> _AIM OF THE TASK_: Copy out every line of the material below, requests included, and scale each pixel coordinate in the answers by 2.35, rounding to the nearest whole number with halves going up. Keep the sample coordinates inside the requests unchanged, and leave the pictures out.

> _WORKING DATA_:

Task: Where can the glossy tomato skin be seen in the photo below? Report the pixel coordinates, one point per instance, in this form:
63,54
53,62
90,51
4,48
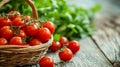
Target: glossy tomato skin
6,32
44,34
55,46
4,22
27,18
34,42
16,40
66,55
22,34
46,62
3,41
18,22
31,30
13,15
49,25
64,41
74,46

> _ANSWER BELOW_:
Task: Where can the glossy tomato skin be seen in the photo below? Report the pixel coordinates, one point per instance, in this form:
63,54
53,62
90,51
4,48
Target: glossy tomato skin
14,75
103,80
129,108
9,52
63,42
80,99
38,94
155,129
52,80
108,146
7,96
42,52
73,71
31,35
115,59
150,96
174,108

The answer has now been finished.